He describes his drinking in three phases borrowed from a sober physician named Dr. Gill: fun, fun plus problems, and just problems. The fun phase was real — drinking made an awkward San Jose high school kid feel smart and graceful — and he insists on telling the truth about that because "if you get hyped, people will die." The problems phase brought mood swings, years of drunk driving he rationalized as hilarious, and a depression so deep he preferred death to the prospect of living sober. He reads aloud from a first-edition Big Book story about a man who drank nine martinis imitating a stranger at a bar, and uses the "dancing with a gorilla" metaphor to describe the loss of control: you think you asked the gorilla out, but you don't get to sit the next dance out.

The heart of the talk is his reflection on Steps One through Three at 20 years sober. He describes Step One as "I am bleeding and on fire," mocks two-steppers who skip from misery straight to carrying the message, and says the hardest move in recovery is getting from Step One to Step Two — from "we're doomed" to "there's hope." He quotes Kafka ("there is infinite hope, but not for us") as his old worldview, then describes being carried to Step Two through meetings, not through self-help willpower. An 18th-century Jesuit theologian gives him his Step Three method: if you can't turn everything over for all time, just turn over now. He closes with H.A.L.T. as a daily survival framework — skipping meals leads to wanting to shoot people in the knees, loneliness hits even when you're the one who moved — and a correction from a woman in Stockholm: "It works if you let it," not "it works if you work it," because the real problem is getting out of your own way so Higher Power can help.

**Bounding-box records:**
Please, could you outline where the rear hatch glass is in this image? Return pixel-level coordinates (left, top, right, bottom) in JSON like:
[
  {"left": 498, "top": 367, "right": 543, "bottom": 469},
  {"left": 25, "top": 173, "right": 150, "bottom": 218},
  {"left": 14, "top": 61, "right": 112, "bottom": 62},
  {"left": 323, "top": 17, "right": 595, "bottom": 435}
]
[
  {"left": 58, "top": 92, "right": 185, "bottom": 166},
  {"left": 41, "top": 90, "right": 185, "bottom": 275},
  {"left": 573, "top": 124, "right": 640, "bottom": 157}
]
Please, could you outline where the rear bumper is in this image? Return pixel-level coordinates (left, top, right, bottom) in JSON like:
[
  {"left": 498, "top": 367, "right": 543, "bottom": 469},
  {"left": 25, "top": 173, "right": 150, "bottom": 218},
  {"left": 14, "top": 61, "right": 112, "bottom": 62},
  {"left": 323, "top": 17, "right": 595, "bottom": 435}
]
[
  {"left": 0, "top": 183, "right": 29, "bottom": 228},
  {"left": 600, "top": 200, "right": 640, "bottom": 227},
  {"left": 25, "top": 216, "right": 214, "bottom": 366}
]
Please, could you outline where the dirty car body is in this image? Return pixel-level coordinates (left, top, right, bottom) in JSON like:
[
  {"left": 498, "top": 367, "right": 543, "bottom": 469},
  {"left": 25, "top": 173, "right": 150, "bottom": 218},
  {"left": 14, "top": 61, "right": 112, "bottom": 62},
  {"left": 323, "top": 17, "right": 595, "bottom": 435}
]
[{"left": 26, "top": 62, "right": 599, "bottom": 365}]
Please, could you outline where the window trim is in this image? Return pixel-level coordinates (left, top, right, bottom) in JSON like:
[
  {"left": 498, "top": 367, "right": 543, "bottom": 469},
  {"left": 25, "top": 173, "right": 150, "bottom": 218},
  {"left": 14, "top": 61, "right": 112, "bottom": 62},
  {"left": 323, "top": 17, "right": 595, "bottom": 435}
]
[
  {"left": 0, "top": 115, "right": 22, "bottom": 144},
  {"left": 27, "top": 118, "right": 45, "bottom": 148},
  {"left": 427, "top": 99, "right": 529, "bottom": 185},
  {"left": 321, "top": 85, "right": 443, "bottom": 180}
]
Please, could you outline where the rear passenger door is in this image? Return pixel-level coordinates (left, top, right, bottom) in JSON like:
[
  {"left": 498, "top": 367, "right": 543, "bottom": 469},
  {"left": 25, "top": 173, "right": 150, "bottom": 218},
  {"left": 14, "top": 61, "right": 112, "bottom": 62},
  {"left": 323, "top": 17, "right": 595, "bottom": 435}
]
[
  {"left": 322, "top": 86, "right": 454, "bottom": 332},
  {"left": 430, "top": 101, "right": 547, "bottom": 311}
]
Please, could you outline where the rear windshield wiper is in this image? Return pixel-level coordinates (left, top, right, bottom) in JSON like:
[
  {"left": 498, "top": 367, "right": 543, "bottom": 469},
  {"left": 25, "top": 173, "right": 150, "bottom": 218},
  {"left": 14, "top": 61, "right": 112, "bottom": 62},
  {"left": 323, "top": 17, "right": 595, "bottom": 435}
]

**What to work on:**
1. Write out the passage of the talk summary between "He describes his" and "next dance out.", inclusive.
2. Give again the lines of the bounding-box entries between the line holding "Please, could you outline where the rear passenger" and the last line of the entries, inclusive.
The talk summary and the entries are separate, unrelated material.

**Per-task outputs:**
1.
He describes his drinking in three phases borrowed from a sober physician named Dr. Gill: fun, fun plus problems, and just problems. The fun phase was real — drinking made an awkward San Jose high school kid feel smart and graceful — and he insists on telling the truth about that because "if you get hyped, people will die." The problems phase brought mood swings, years of drunk driving he rationalized as hilarious, and a depression so deep he preferred death to the prospect of living sober. He reads aloud from a first-edition Big Book story about a man who drank nine martinis imitating a stranger at a bar, and uses the "dancing with a gorilla" metaphor to describe the loss of control: you think you asked the gorilla out, but you don't get to sit the next dance out.

2.
Please, could you outline where the rear passenger door is in this image? Return pixel-level coordinates (left, top, right, bottom) in JSON like:
[
  {"left": 498, "top": 367, "right": 543, "bottom": 469},
  {"left": 25, "top": 173, "right": 150, "bottom": 218},
  {"left": 14, "top": 61, "right": 112, "bottom": 62},
  {"left": 323, "top": 17, "right": 595, "bottom": 435}
]
[
  {"left": 322, "top": 86, "right": 454, "bottom": 332},
  {"left": 430, "top": 101, "right": 547, "bottom": 311}
]
Please, could you outline where the rear windshield wiper is in this image? Return pixel-level coordinates (left, top, right, bottom) in JSON like:
[
  {"left": 498, "top": 367, "right": 543, "bottom": 469},
  {"left": 25, "top": 173, "right": 150, "bottom": 218},
  {"left": 14, "top": 61, "right": 112, "bottom": 62},
  {"left": 323, "top": 17, "right": 595, "bottom": 435}
]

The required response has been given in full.